EXERCISE AIM
Which lines in the entries below contain the word "stone"? Copy each of them out in full.

DATASET RECORDS
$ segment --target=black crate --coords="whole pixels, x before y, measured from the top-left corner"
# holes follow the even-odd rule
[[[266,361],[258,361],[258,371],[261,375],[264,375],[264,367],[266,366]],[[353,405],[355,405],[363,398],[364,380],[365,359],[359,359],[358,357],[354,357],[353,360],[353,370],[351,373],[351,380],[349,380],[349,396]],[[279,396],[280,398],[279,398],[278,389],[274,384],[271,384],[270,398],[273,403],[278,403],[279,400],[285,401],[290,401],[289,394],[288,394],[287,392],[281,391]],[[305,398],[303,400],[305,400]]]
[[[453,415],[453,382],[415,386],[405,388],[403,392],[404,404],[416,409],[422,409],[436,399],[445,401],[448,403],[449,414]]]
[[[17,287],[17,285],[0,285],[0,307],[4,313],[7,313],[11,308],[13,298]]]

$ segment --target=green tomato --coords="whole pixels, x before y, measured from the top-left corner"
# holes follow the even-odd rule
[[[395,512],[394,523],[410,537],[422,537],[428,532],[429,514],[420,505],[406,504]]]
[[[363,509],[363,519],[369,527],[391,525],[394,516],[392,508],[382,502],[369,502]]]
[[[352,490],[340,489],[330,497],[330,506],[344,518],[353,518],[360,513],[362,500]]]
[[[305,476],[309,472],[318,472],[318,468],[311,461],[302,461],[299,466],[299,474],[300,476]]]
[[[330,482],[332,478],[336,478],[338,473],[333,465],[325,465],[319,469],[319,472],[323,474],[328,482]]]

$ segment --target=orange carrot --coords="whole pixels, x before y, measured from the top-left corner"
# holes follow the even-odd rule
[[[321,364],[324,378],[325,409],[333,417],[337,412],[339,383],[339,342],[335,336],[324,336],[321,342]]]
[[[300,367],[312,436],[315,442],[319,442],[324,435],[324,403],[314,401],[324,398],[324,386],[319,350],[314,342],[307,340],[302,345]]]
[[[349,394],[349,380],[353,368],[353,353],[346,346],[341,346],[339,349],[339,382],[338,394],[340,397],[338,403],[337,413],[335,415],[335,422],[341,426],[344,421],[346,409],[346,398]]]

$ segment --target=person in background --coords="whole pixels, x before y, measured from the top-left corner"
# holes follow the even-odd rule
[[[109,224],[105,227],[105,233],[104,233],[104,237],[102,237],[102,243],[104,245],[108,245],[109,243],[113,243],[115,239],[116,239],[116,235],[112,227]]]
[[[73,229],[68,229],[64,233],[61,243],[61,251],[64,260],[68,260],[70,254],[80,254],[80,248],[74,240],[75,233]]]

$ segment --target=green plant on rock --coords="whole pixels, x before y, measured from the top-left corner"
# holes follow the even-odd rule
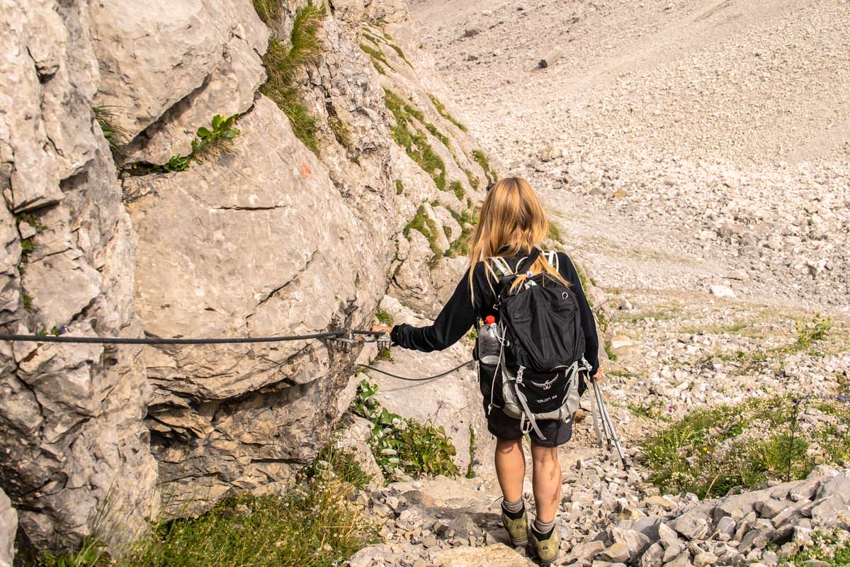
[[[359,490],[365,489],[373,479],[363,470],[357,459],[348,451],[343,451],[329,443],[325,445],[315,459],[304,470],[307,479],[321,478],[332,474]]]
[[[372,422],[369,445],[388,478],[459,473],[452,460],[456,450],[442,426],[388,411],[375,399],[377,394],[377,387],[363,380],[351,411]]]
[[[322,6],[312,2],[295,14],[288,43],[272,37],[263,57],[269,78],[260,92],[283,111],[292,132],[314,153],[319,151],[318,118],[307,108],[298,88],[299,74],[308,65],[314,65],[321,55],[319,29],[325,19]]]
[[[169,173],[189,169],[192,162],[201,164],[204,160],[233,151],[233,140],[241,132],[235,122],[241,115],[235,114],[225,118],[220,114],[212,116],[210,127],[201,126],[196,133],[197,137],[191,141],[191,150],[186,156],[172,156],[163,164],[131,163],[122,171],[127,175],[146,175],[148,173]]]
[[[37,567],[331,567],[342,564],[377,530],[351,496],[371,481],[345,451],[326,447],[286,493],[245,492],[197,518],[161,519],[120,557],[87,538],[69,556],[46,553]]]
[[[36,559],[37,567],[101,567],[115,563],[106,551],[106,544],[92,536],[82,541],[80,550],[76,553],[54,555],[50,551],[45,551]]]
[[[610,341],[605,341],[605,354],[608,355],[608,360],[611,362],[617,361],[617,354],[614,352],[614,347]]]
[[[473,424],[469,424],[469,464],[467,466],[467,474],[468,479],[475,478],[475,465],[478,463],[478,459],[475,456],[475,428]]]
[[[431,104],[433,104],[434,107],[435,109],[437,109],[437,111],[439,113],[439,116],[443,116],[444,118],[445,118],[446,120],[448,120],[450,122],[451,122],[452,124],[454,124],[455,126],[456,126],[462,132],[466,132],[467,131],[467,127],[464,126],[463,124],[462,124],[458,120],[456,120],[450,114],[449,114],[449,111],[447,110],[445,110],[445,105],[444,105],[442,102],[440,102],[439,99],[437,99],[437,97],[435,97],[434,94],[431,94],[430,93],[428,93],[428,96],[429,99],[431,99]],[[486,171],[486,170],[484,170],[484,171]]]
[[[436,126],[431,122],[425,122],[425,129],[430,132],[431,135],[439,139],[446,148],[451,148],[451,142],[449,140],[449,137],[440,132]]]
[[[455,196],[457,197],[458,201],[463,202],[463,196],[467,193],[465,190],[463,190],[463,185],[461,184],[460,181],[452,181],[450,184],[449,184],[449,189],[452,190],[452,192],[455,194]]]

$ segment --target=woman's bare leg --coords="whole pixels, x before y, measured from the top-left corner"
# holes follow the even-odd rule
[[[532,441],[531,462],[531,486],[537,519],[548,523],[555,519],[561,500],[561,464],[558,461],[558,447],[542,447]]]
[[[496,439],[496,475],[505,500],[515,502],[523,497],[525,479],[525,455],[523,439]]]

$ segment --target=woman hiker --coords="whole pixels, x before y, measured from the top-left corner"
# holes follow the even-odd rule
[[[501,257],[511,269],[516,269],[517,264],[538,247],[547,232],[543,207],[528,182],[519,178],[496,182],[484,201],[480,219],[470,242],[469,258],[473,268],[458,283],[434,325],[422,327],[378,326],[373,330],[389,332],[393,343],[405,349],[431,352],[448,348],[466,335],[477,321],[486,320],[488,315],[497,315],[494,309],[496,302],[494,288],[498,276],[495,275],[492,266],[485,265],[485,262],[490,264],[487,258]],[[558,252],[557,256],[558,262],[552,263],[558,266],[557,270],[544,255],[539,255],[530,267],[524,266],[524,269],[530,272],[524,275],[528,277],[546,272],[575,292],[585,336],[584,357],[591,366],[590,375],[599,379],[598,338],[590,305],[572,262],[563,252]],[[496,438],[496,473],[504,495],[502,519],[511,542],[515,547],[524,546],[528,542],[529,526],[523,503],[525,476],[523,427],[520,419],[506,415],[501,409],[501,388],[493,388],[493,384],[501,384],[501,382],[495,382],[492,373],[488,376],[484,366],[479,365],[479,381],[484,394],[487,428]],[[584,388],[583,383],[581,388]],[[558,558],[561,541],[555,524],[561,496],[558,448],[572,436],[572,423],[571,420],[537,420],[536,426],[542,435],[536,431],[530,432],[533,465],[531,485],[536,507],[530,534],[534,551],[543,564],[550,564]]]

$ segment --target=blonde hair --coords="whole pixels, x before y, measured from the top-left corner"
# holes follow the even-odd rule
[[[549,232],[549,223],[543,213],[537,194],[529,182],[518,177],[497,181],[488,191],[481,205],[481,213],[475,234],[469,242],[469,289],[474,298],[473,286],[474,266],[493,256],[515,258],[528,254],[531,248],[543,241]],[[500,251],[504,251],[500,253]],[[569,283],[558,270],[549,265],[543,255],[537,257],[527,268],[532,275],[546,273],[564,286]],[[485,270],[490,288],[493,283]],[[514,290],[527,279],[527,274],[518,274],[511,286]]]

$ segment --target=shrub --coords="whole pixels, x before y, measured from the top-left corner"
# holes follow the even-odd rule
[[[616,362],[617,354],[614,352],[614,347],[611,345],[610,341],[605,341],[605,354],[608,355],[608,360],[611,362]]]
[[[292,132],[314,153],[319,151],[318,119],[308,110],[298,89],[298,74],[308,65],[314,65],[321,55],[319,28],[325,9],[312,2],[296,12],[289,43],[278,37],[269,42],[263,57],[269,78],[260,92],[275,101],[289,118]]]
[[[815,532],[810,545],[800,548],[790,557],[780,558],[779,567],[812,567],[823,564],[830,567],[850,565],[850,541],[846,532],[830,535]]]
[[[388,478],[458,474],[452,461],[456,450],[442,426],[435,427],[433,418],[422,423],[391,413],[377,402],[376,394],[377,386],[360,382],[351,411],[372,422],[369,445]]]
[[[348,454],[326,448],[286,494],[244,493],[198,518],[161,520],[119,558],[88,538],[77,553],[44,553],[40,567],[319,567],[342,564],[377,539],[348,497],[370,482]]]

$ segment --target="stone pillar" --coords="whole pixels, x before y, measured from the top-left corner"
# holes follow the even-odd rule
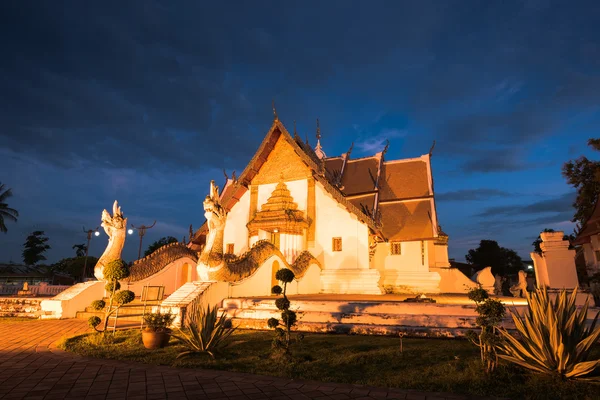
* * *
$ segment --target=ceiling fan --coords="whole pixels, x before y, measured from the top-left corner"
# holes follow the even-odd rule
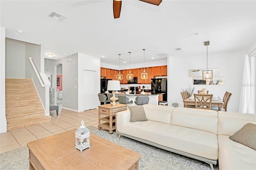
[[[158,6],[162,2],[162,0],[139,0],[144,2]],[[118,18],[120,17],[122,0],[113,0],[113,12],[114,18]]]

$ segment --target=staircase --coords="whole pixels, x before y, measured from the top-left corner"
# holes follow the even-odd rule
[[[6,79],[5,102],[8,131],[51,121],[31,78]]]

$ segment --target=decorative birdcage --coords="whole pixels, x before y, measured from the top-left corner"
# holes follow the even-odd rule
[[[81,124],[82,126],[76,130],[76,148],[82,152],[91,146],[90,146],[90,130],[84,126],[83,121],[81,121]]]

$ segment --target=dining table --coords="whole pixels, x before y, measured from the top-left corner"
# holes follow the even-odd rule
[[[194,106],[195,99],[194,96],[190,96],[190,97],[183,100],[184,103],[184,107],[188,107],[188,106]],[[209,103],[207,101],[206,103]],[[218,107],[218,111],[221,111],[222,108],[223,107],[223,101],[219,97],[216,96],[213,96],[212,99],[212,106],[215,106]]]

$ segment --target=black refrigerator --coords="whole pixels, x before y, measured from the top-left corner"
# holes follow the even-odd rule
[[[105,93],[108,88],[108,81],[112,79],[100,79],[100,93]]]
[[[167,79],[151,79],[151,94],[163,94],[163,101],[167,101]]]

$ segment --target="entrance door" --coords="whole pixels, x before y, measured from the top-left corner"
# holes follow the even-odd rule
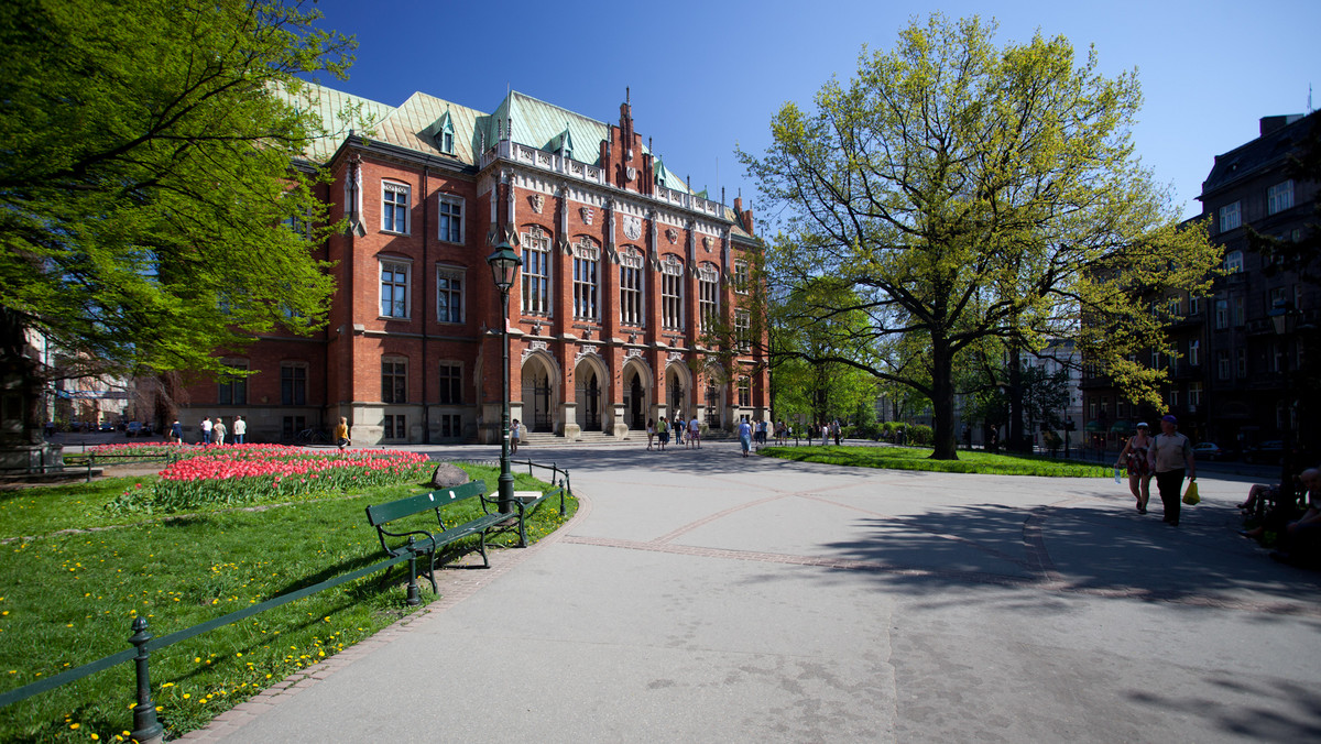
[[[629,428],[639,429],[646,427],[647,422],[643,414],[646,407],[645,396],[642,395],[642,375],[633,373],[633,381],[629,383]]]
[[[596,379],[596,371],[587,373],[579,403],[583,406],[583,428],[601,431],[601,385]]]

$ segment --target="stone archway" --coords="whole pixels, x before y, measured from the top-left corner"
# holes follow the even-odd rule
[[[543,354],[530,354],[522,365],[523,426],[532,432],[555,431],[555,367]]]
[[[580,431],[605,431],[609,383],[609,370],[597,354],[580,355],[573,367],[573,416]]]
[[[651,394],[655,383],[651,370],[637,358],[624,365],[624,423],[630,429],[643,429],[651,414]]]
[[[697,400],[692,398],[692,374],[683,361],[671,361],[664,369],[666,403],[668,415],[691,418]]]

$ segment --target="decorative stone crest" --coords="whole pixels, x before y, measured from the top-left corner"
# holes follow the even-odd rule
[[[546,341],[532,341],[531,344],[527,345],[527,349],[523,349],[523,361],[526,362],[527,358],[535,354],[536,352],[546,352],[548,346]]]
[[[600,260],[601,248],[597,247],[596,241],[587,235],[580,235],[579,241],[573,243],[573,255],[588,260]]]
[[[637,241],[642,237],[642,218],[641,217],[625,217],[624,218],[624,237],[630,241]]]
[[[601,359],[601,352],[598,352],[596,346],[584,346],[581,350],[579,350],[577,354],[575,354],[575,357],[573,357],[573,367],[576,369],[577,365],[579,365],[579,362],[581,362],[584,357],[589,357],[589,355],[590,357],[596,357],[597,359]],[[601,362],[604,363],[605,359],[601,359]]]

OUTPUT FOR THIS EXERCISE
$ segment --target="stone pillar" --coords="whole pixels, x before y, measured from the top-left corner"
$ segment --target="stone archway" --coords="whole pixels, x before y, measured from the top-left corner"
$ segment --target="decorative stone crest" --coords="whole pixels, x before y, measured from the top-left corner"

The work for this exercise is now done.